Problem description >>
List each line in the material below that contains the string "canopy". Matching is case-sensitive.

Detection annotation records >>
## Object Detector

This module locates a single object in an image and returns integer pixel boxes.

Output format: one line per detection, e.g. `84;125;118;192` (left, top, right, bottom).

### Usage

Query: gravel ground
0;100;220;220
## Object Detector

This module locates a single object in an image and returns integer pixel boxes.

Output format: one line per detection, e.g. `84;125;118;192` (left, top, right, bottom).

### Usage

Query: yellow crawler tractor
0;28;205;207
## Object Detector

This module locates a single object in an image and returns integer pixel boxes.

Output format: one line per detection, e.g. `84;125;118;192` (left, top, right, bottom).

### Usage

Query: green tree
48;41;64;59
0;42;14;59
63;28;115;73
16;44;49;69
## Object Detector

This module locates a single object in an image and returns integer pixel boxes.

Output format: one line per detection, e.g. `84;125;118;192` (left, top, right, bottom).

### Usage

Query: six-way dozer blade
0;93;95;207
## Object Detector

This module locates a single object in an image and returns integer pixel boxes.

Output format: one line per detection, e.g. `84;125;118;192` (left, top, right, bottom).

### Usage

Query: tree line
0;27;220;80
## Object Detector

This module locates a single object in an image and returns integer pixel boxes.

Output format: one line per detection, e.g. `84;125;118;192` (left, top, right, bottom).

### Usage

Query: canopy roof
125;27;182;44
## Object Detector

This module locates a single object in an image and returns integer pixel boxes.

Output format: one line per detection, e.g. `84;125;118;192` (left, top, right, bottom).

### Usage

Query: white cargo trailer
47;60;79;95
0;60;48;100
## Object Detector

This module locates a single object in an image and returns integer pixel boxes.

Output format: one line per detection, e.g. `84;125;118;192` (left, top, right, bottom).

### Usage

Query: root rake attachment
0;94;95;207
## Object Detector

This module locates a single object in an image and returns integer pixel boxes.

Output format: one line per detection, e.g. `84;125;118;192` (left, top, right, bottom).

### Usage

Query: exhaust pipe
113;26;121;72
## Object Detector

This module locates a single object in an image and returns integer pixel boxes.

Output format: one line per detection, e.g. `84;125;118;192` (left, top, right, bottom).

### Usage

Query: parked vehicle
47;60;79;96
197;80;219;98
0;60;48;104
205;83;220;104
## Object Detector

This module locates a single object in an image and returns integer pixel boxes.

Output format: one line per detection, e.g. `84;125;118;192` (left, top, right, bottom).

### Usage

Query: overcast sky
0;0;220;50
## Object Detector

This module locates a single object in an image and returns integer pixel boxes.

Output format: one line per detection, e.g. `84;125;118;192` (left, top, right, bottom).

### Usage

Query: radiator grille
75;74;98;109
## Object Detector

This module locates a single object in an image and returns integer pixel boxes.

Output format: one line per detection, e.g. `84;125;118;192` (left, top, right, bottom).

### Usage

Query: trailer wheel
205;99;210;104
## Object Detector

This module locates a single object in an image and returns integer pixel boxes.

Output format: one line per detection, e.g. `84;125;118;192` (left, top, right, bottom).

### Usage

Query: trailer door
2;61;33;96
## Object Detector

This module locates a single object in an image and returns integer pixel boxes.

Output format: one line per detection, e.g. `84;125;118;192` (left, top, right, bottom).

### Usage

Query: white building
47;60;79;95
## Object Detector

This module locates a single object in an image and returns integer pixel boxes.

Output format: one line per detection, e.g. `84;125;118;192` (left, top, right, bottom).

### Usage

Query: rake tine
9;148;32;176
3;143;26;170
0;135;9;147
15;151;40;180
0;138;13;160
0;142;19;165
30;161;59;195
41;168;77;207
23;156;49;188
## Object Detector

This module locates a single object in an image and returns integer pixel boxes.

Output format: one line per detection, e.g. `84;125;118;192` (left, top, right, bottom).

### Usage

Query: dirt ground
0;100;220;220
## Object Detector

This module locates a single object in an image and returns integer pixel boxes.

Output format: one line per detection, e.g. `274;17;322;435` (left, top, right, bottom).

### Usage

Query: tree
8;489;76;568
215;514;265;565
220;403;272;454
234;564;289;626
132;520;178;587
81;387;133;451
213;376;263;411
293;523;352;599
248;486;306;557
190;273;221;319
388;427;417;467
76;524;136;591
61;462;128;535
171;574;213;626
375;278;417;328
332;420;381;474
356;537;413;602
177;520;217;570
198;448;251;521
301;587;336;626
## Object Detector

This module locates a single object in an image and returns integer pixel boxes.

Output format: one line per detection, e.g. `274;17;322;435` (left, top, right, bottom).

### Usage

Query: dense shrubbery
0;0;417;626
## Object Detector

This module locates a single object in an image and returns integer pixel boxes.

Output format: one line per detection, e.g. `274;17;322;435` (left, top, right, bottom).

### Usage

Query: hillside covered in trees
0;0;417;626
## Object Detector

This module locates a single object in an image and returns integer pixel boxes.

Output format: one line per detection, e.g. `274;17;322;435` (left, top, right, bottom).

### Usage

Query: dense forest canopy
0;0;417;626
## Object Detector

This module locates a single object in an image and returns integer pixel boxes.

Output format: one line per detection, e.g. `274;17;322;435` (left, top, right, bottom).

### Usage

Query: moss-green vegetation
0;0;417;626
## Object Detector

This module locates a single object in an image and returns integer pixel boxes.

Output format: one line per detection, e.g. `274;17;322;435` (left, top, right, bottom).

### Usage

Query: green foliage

Written response >>
Query: canopy roof
Query: dense forest canopy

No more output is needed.